■ **Assignment**: Reproduce the entries below, renaming "positive clicks" to "foreground clicks" wherever it appears and keeping every other part unchanged.

[Stored items]
•••••

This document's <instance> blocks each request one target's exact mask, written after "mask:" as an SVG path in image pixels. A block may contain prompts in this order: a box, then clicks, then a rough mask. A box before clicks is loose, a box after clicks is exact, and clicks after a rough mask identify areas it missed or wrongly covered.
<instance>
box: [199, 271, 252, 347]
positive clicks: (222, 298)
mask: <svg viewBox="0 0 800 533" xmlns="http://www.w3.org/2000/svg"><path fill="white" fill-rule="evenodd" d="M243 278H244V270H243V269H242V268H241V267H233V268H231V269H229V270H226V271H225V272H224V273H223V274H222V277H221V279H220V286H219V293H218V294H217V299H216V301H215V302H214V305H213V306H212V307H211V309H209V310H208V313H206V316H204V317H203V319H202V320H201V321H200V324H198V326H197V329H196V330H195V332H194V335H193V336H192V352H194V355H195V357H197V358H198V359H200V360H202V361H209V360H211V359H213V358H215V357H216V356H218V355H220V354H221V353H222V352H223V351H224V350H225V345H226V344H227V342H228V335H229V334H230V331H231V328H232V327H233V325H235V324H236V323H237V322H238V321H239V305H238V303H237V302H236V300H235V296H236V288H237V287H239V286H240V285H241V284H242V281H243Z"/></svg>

•••••

■ **Answer section**:
This document's <instance> blocks each request one target's exact mask, written after "mask:" as an SVG path in image pixels. A block may contain prompts in this order: a box, then clicks, then a rough mask. A box before clicks is loose, a box after clicks is exact, and clicks after a rough mask identify areas it missed or wrongly covered.
<instance>
box: [199, 271, 252, 347]
foreground clicks: (222, 298)
mask: <svg viewBox="0 0 800 533" xmlns="http://www.w3.org/2000/svg"><path fill="white" fill-rule="evenodd" d="M243 278H244V270H243V269H242V268H241V267H233V268H231V269H229V270H226V271H225V272H224V273H223V274H222V277H221V279H220V286H219V293H218V294H217V299H216V301H215V302H214V305H213V306H212V307H211V309H209V310H208V313H206V316H204V317H203V319H202V320H201V321H200V324H198V326H197V329H196V330H195V332H194V335H193V336H192V352H194V355H195V357H197V358H198V359H200V360H202V361H209V360H211V359H213V358H215V357H216V356H218V355H220V354H221V353H222V352H223V351H224V350H225V345H226V344H227V342H228V335H229V334H230V331H231V328H232V327H233V325H235V324H236V323H237V322H238V321H239V305H238V303H237V302H236V300H235V296H236V288H237V287H239V286H240V285H241V284H242V281H243Z"/></svg>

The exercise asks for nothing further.